Task prompt.
Please output every record exactly, keeping each line as it is.

━━━ Material provided ━━━

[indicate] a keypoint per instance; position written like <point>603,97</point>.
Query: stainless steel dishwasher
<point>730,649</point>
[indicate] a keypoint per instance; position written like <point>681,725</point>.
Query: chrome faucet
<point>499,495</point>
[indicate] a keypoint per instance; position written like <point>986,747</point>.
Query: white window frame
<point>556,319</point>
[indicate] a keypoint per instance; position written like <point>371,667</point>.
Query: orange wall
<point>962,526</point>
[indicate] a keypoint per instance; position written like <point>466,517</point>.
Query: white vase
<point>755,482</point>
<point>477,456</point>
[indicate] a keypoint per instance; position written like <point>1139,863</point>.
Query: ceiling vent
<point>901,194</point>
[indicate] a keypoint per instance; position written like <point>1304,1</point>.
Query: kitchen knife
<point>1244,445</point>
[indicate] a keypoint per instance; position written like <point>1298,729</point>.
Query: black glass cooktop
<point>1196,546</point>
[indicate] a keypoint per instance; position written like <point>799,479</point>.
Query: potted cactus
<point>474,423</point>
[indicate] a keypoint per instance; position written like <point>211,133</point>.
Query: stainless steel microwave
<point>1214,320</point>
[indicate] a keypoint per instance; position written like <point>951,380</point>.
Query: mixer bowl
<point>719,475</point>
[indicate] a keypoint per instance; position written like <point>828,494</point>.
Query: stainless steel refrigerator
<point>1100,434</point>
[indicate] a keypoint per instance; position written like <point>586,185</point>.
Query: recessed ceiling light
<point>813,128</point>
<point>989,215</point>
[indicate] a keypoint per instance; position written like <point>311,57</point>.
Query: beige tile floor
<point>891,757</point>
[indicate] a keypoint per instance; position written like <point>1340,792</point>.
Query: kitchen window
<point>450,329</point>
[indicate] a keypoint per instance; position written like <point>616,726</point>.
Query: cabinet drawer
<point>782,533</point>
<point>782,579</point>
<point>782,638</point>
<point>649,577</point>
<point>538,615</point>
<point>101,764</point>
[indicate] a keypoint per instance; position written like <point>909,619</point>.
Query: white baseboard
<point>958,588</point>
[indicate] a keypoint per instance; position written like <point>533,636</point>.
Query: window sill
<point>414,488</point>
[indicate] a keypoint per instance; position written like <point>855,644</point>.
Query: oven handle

━━━

Result for this task.
[indicate] a keypoint per instance; position written like <point>603,97</point>.
Query: stainless steel dishwasher
<point>730,649</point>
[indicate] a keypoint per instance; position written like <point>681,725</point>.
Query: chrome faucet
<point>499,495</point>
[indicate] a keypoint per instance; position written like <point>986,747</point>.
Query: white window frame
<point>556,319</point>
[indicate] a keypoint per instance; position written like <point>371,667</point>.
Query: orange wall
<point>962,526</point>
[indicate] a keypoint per instance; position written like <point>466,517</point>.
Query: white vase
<point>755,482</point>
<point>477,456</point>
[indicate] a keypoint per instance; position written like <point>1139,863</point>.
Query: ceiling vent
<point>901,194</point>
[indicate] a keypoint per instance; position written like <point>1304,1</point>.
Query: kitchen knife
<point>1244,445</point>
[indicate] a keypoint per instance; position written like <point>1298,729</point>.
Query: black glass cooktop
<point>1196,546</point>
[indicate] a keypoint per instance; position written like <point>799,479</point>.
Query: potted cactus
<point>474,423</point>
[indicate] a keypoint per instance; position written like <point>211,133</point>.
Query: stainless steel microwave
<point>1214,320</point>
[indicate] a keypoint per instance; position written like <point>951,380</point>.
Query: mixer bowl
<point>719,475</point>
[indicate] a keypoint per instance; position written like <point>828,494</point>.
Query: stainless steel refrigerator
<point>1100,434</point>
[indicate] a keypoint per instance; position written like <point>586,185</point>.
Query: recessed ceiling light
<point>813,128</point>
<point>989,215</point>
[indicate] a keypoint per instance; position written like <point>311,57</point>.
Query: beige tile floor
<point>891,757</point>
[indicate] a keypoint per instance; position written like <point>1340,792</point>.
Query: kitchen window
<point>450,329</point>
[indicate] a keypoint per instance; position written like <point>616,726</point>.
Query: cabinet drawer
<point>782,533</point>
<point>782,579</point>
<point>782,638</point>
<point>649,577</point>
<point>538,615</point>
<point>101,764</point>
[indicate] a keypoint per instance; position written like <point>909,619</point>.
Query: white baseboard
<point>958,588</point>
[indicate] a keypoint per instance; position written like <point>533,636</point>.
Query: window sill
<point>414,488</point>
[indicate] a keypoint per instance; position written like <point>855,644</point>.
Query: oven handle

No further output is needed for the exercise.